INSTRUCTIONS FOR THE TASK: Find the lines below in which the string "instance" occurs. Copy each one.

SUPPLIED INFORMATION:
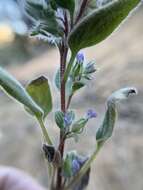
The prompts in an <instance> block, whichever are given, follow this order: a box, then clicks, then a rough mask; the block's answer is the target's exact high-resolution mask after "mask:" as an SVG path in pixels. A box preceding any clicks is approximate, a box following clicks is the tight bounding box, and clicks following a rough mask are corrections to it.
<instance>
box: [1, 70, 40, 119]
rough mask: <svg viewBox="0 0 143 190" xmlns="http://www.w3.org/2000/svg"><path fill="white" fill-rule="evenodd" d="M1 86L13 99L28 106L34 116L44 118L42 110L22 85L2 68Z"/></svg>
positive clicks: (22, 103)
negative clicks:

RESPONSE:
The prompts in an <instance> block, whichever are given, follow this order: a box, then clicks, then a rough mask; the block's answer is the target's exact high-resolution mask after "mask:" as an SVG path in pixels. A box preceding any clicks is approximate, a box following clicks is the tight bounding box, and clicks following a rough mask are corrections to it.
<instance>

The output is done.